§ Given task:
Rewrite everything from the line containing "If you would be willing to mark the blue" down to the end of the rows below, including the requests. Scale every point coordinate in the answers by 0.8 and round each result to a whole number, with halves rounded up; leave the numbers in the requests and their format samples unchanged.

....................

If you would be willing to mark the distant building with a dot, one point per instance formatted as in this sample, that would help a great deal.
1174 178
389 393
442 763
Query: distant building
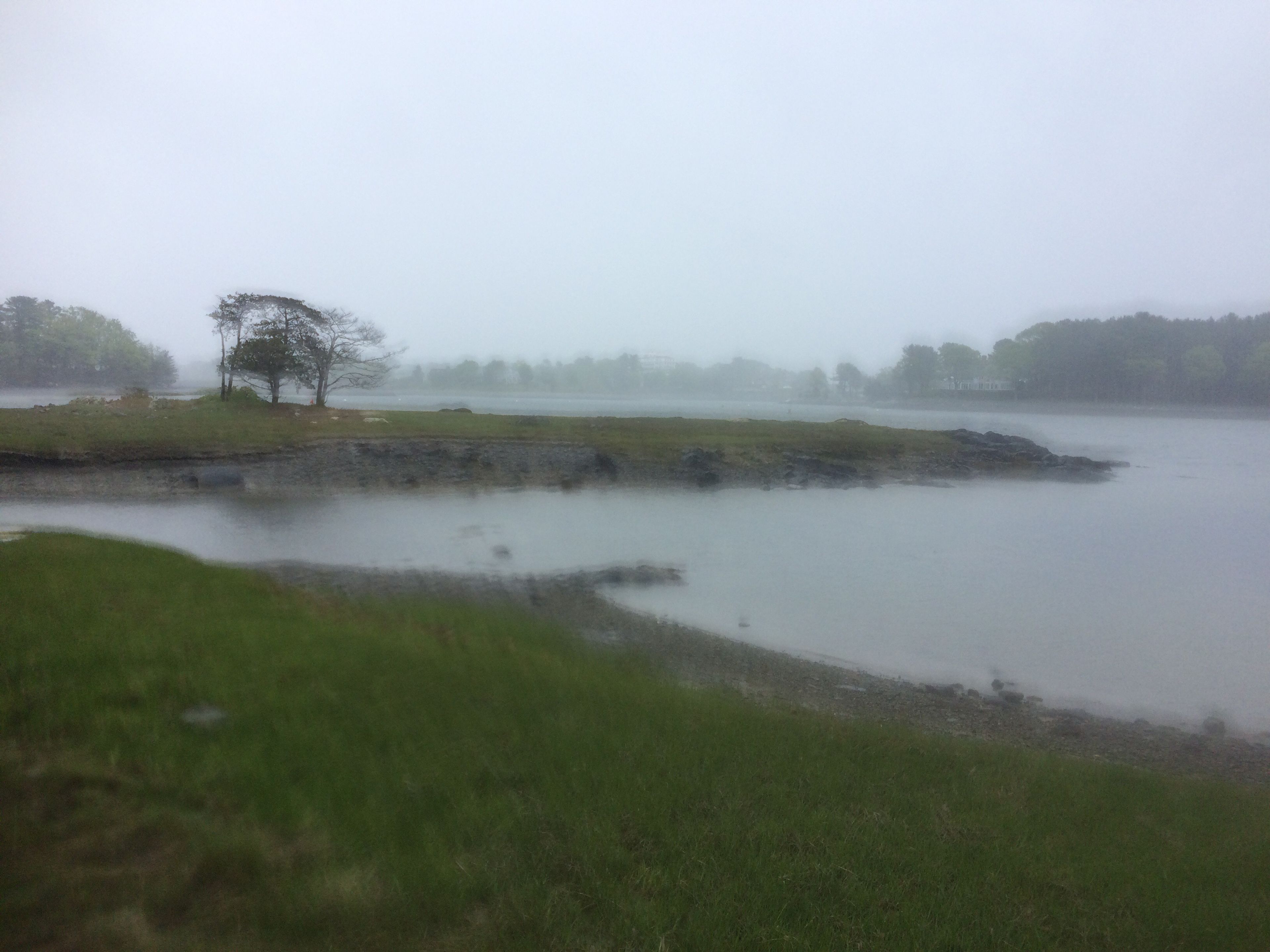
977 384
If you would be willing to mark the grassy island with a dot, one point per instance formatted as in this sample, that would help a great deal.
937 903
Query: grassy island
159 429
408 774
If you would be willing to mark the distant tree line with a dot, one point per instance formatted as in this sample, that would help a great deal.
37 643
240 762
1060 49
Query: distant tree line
1138 358
269 341
44 344
629 375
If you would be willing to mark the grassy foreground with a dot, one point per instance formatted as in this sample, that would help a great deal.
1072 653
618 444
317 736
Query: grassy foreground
416 775
176 428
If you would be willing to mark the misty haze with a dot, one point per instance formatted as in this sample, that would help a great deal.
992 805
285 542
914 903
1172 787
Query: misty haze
650 476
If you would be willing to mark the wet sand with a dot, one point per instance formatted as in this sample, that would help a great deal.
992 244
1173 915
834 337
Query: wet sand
701 659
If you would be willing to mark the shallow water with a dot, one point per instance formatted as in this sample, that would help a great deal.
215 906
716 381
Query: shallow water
1146 596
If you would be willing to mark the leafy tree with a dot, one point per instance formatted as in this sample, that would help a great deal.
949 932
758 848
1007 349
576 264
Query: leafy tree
848 379
494 375
338 351
919 369
817 384
1010 360
1147 375
1256 371
274 344
42 344
960 362
1203 367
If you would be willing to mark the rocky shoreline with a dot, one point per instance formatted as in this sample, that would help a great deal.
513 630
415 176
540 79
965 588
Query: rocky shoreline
407 464
701 659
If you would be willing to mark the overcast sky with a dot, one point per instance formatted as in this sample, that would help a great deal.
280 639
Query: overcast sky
794 182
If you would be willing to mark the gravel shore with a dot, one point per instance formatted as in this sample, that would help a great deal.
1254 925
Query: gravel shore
411 464
700 659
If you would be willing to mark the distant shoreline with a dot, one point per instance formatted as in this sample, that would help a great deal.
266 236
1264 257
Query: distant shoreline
968 403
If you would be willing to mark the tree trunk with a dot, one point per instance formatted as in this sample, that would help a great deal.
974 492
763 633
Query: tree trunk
224 393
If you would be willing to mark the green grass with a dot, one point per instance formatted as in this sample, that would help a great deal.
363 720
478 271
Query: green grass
418 775
176 428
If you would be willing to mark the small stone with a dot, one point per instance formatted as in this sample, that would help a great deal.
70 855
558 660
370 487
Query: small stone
204 716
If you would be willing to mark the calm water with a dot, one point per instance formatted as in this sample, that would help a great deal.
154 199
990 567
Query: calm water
1146 596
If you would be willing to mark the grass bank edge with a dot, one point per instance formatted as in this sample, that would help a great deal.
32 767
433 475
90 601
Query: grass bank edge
143 429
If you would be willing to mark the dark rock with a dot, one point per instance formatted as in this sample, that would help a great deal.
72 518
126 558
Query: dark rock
802 469
606 465
642 574
699 459
219 478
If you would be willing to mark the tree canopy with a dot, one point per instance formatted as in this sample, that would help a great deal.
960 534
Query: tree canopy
44 344
270 339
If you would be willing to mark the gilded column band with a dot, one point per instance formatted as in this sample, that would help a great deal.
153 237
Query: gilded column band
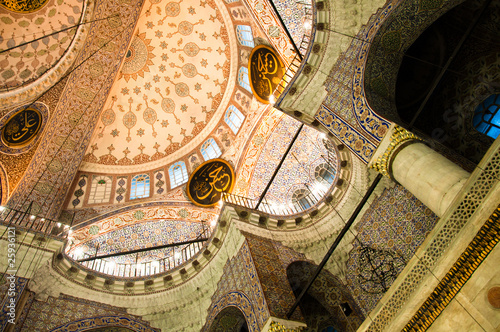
399 138
477 250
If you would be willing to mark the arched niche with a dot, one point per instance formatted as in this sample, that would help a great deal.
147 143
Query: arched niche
327 303
230 319
407 58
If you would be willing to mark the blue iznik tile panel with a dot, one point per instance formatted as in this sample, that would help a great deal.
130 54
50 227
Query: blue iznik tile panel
395 221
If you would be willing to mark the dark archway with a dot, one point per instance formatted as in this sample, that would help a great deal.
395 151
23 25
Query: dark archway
473 75
328 303
230 319
406 59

....................

§ Solution for this task:
If you would be willing to mark the blue iznik tile panel with a dot, one point per instance formatted as in this sample, that would help a great deal.
130 54
50 227
Query: blue iznik tile panel
316 177
If you would be willing to mark the dark archway with a dot, one point per instance formatted as in this sample, that would help a great deal.
395 151
23 25
Query: dark archway
378 60
262 242
184 255
325 47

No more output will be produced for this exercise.